→ **ページ抜粋**
「聞く」の謙譲語
「聞く」という言葉はどの場面でも普通に常用される日常用語として認められます。この「聞く・聞いた」という言葉の謙譲語表現の使い方についてですが、この場合には主に「謙譲語表現と尊敬語表現との誤用・交錯した常用・単純に誤用している場面」が多く見られており、きちんとした「聞く・聞いた」の謙譲語表現を学ぶ必要があります。
特に謙譲語と尊敬語は「主格と目的格」の混同によってその用法を大きく違えてしまうことがあるため、ビジネスシーンではそれぞれの用法を的確に分けてインプットしておくことが大切です。
承る
「聞く」の謙譲語表現として最も多く使われる言葉としては、まずこの「承る・承りました」という表現となるでしょうか。「承る」という言葉の基本的な意味合いは「相手の言うこと・相手から発信された情報を受容する・受け取る」という自分の行動をへりくだらせて表現する場合に使われます。
・○○さまからのご連絡を、今朝、承りました(聞いておりました)。
・先日におきまして、その件につきましては承っております(聞いております)。
・ご意見を承ってもよろしいでしょうか(聞いてもよろしいでしょうか)。
このように、「承る」という言葉はそのまま「聞く」という言葉の代用語として用いることが可能です。
伺う
「伺う」という言葉の意味合いは主に「相手の気持ちを察する・聞く・表面的に知る(把握する)」といった、この場合でもやはり「聞く」という行動にそのまま直結する用法で使われます。
この「伺う」という言葉の関連語として「窺(うかが)う」という言葉がありますが、この「窺う」の意味は「心を探る・情報の裏を調べる」などという、「伺う」と言う場合に比べて「比較的、深く追求する・推察する」といった用法で使われるため、場面や状況の違いが認められます。
拝聴させていただく
この「拝聴させていただく」という表現も「聞く」という言葉の謙譲語として非常に多くの場面で使われている表現になります。
・彼女の発言を折り入って拝聴させていただきました。
・魅力的なメッセージを、今朝、拝聴させていただきました。
・このような貴重な朗読を拝聴させていただき、誠にありがとうございます。
このように、「拝聴させていただく」という言葉を使う際には、「ありがとうございます」や「感謝いたします」などの謝意を伝える表現とワンセットで使われることがよく見られるため、そうした関連用語を覚えておくと便利です。

→ **作業指示**
a. 「聞く」の謙譲語についての文章では、「拝聴させていただく」はどのような表現とワンセットで使われることがよく見られると述べていますか。
b. エントリの先頭から「[(46, 118), (14, 121), (2, 152), (33, 164), (51, 150)]」を含む行までを、一字一句変えずに複製してください。最後の行も含めます。

[コレクションから抜き出したエントリ]
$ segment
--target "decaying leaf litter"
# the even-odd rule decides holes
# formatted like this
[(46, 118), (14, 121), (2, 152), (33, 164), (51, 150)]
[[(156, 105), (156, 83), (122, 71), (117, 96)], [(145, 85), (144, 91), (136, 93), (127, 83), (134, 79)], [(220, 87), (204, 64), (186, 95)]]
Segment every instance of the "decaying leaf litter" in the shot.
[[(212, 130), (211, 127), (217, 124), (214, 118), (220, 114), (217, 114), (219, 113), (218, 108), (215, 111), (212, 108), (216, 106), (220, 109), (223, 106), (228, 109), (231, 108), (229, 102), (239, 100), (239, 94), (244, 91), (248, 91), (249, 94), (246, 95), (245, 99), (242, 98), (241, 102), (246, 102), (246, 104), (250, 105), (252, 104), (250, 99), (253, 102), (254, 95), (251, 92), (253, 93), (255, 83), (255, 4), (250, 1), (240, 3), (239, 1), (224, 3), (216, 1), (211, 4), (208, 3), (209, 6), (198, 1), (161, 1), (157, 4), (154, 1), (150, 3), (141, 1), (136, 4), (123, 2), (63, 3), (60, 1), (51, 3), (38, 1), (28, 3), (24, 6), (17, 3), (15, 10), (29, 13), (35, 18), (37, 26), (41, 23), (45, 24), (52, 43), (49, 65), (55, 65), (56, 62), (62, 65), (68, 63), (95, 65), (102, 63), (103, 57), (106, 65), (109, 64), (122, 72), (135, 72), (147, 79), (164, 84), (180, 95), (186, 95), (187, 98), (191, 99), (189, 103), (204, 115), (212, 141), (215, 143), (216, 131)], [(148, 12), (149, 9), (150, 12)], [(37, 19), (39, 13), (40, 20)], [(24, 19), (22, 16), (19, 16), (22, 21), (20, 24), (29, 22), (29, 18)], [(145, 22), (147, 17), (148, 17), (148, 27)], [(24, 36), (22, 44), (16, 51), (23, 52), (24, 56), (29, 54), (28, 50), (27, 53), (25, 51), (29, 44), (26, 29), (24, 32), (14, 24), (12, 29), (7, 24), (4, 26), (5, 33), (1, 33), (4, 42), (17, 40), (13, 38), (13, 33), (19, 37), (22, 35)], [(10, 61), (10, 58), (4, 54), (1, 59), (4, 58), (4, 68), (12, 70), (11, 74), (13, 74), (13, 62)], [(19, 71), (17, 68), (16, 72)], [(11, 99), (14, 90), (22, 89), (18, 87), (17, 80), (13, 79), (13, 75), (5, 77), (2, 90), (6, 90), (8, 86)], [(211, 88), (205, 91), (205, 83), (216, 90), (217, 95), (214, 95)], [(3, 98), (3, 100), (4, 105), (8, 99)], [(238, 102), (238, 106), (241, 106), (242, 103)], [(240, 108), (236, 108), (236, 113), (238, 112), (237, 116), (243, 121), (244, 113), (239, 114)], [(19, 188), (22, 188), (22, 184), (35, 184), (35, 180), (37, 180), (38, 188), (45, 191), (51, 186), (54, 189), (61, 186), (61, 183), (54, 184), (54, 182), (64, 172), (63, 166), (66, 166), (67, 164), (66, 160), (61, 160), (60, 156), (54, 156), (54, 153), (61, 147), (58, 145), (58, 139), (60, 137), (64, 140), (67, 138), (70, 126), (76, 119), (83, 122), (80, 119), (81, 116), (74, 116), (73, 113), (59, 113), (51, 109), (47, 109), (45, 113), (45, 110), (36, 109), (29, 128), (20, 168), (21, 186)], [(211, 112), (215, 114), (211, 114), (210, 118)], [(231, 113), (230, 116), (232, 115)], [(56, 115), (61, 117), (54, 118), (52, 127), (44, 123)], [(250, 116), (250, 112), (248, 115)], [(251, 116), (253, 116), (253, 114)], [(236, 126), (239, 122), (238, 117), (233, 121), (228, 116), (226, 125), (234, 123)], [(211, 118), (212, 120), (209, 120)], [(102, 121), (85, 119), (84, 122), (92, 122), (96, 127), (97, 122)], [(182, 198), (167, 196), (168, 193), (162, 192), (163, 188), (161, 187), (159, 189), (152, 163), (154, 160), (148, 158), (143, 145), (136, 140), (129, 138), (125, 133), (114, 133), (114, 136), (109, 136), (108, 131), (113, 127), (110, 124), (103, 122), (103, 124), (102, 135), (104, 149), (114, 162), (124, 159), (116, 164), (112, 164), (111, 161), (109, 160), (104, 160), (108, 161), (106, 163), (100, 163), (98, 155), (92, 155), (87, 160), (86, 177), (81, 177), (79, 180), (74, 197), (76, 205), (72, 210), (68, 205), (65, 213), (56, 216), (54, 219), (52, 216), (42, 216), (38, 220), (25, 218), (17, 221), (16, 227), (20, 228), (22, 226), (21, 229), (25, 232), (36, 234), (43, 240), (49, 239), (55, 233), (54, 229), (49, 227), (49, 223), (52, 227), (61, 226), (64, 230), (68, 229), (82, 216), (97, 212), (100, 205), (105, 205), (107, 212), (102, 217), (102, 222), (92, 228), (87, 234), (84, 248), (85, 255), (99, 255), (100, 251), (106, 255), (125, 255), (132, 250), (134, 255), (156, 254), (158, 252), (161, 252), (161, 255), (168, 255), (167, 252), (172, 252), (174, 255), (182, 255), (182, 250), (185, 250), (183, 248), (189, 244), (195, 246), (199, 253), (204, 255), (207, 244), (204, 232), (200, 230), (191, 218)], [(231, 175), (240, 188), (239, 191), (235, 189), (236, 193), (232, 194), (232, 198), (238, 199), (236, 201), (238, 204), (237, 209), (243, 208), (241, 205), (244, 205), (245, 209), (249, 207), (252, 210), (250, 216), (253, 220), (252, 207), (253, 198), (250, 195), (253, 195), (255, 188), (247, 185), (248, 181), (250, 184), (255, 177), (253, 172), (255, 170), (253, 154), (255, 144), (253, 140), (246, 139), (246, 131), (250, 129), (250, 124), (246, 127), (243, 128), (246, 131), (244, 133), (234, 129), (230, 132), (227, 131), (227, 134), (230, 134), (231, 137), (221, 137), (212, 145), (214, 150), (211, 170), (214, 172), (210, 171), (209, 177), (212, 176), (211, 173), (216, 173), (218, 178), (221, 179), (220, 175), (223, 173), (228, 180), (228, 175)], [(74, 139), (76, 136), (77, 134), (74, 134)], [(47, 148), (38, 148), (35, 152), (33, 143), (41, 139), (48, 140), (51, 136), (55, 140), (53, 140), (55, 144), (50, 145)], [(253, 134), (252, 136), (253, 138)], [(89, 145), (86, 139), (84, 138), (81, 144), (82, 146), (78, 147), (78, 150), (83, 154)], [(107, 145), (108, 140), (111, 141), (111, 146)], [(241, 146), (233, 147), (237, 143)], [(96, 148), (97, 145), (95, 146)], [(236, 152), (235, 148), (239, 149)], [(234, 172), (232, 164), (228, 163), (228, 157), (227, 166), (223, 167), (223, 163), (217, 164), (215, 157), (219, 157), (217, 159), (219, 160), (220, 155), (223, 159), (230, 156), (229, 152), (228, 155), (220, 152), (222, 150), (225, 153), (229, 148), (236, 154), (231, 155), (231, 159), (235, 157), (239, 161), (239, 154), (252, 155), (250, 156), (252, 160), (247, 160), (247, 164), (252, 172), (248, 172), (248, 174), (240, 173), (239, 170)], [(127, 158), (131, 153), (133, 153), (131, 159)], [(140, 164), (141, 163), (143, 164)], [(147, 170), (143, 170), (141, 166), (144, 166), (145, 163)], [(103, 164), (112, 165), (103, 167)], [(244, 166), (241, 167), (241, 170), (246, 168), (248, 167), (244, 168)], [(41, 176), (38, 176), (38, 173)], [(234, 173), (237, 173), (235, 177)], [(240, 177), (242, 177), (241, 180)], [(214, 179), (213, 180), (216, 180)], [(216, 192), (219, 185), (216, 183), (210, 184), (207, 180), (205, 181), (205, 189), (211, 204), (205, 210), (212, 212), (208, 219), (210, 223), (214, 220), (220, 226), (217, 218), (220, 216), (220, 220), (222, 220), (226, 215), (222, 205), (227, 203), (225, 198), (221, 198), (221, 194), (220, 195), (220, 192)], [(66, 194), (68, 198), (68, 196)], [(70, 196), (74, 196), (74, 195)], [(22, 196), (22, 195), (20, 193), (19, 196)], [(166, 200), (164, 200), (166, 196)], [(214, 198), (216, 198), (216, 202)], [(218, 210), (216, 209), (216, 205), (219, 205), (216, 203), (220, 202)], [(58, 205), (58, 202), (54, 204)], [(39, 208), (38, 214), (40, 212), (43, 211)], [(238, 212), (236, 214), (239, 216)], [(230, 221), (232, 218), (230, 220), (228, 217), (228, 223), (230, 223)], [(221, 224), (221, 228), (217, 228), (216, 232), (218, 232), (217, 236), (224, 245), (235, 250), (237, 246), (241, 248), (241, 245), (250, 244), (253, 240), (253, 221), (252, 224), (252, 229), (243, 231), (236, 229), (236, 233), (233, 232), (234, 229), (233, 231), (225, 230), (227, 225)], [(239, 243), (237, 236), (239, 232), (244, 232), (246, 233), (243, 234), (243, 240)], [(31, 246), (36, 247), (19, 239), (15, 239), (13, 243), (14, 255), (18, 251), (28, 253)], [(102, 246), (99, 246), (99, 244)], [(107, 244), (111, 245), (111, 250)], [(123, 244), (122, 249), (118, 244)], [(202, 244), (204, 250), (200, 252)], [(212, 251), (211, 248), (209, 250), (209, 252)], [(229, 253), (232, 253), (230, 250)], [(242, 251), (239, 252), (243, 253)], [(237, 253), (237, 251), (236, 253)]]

→ **作業結果**
a. 「ありがとうございます」や「感謝いたします」などの謝意を伝える表現です。

b.
$ segment
--target "decaying leaf litter"
# the even-odd rule decides holes
# formatted like this
[(46, 118), (14, 121), (2, 152), (33, 164), (51, 150)]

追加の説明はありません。